(Photo labels with boxes)
[Start]
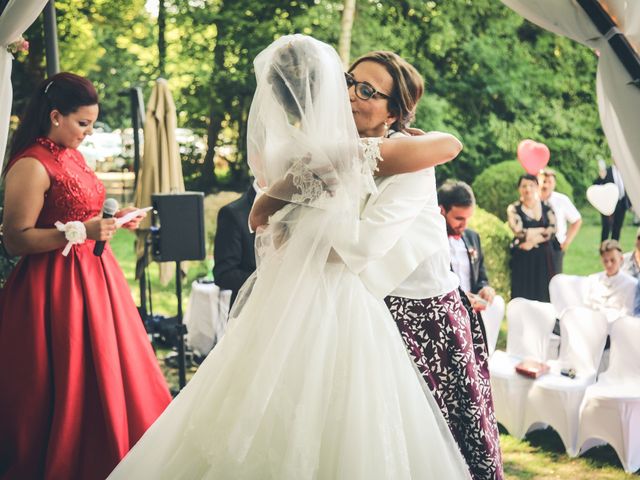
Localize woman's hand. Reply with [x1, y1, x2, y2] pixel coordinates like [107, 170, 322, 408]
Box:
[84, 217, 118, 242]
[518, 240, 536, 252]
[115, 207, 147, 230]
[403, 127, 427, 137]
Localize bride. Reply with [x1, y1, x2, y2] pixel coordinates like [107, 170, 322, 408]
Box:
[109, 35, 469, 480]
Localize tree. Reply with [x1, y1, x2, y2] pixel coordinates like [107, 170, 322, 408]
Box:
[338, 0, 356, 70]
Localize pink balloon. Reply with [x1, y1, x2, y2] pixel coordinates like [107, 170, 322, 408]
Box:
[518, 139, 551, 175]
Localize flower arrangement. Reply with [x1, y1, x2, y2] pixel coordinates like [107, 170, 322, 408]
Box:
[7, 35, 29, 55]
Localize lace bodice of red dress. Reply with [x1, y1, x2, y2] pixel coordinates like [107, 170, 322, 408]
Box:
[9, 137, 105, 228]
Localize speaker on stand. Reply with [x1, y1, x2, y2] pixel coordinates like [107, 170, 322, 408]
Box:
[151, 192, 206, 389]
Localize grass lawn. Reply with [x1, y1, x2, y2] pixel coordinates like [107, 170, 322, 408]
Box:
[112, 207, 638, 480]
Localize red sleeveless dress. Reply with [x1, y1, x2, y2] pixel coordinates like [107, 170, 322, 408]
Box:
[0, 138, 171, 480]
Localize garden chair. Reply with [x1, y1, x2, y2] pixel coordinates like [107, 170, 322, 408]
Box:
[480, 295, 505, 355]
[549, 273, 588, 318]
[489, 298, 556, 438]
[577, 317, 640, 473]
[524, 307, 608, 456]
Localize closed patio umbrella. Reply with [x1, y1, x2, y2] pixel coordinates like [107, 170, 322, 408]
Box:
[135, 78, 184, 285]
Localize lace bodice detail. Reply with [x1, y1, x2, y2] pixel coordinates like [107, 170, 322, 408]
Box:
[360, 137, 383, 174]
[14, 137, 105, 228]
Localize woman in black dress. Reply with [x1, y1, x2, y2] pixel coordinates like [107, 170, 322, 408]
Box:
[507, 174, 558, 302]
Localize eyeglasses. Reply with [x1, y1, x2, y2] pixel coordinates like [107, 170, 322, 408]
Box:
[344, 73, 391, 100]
[End]
[Start]
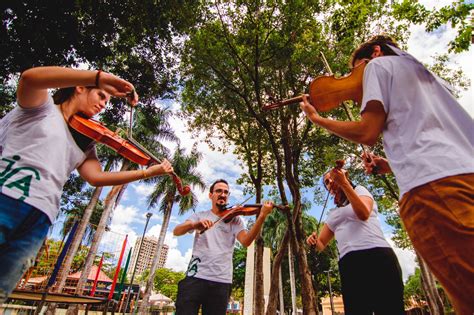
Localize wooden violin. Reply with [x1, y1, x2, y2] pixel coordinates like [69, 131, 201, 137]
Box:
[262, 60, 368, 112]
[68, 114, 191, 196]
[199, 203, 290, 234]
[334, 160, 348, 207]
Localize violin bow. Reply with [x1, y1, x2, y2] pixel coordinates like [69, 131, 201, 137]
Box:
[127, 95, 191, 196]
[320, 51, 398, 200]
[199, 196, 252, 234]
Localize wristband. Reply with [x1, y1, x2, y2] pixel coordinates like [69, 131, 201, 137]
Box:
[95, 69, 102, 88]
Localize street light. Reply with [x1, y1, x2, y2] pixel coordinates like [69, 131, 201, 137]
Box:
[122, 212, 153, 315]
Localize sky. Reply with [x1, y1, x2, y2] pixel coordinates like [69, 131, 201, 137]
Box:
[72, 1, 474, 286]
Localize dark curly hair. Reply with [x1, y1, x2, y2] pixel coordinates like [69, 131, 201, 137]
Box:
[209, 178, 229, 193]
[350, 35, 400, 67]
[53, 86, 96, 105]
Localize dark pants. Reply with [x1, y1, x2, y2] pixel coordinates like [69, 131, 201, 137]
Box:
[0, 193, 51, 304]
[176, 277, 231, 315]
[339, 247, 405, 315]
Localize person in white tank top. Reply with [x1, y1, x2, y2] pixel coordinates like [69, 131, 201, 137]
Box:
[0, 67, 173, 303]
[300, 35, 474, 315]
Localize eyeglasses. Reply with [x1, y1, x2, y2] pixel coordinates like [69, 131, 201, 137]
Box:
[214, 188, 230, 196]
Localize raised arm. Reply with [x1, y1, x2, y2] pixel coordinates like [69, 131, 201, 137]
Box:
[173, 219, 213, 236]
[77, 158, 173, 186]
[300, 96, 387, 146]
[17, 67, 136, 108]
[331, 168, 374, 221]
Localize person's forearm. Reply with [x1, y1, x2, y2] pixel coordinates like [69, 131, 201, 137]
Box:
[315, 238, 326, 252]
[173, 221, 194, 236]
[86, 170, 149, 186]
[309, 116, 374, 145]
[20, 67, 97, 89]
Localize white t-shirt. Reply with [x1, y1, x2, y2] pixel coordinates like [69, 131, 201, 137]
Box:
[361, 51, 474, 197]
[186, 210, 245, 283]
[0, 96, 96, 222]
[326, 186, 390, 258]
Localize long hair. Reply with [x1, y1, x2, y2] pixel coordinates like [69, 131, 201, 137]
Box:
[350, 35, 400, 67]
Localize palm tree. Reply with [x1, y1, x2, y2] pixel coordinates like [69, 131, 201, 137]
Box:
[End]
→ SET EXERCISE: Collect every line in the items above that contains the word "lace", and copy each of those lines in full.

→ FINISHED ANSWER:
Localize lace bodice of red dress. Reply with [x1, y1, x2, y2] pixel coordinates like [107, 170, 322, 408]
Localize lace bodice detail. Reply with [x1, y1, x2, y2] pixel coordinates like [107, 170, 322, 408]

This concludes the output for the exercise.